EXERCISE BRIEF :: Swap "paved road" for "gravel road" in the records from their start up to and including the line with "Mark the region", and write out those lines again with nothing else changed.
***** DATA RECORDS
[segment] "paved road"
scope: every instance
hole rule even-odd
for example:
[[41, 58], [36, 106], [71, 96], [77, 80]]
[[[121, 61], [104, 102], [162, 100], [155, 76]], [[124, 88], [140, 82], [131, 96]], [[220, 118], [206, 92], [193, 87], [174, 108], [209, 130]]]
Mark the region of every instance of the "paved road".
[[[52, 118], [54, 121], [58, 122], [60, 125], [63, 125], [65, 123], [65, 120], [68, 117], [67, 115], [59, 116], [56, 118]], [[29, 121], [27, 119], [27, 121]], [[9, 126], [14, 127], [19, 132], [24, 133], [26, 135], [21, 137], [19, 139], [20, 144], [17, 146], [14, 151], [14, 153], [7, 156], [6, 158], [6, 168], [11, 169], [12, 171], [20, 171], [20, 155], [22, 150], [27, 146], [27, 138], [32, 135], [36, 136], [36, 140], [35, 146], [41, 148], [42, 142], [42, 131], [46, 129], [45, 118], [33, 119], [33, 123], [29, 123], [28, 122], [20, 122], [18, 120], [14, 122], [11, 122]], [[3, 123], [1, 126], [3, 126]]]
**********
PROBLEM SOLUTION ::
[segment] "gravel road"
scope: every instance
hole rule even-odd
for example:
[[41, 58], [36, 106], [71, 96], [77, 80]]
[[[121, 61], [104, 102], [162, 100], [155, 76]], [[124, 88], [140, 82], [131, 96]], [[220, 118], [206, 92], [193, 87], [174, 108], [209, 130]]]
Mark the region of every instance of the "gravel road".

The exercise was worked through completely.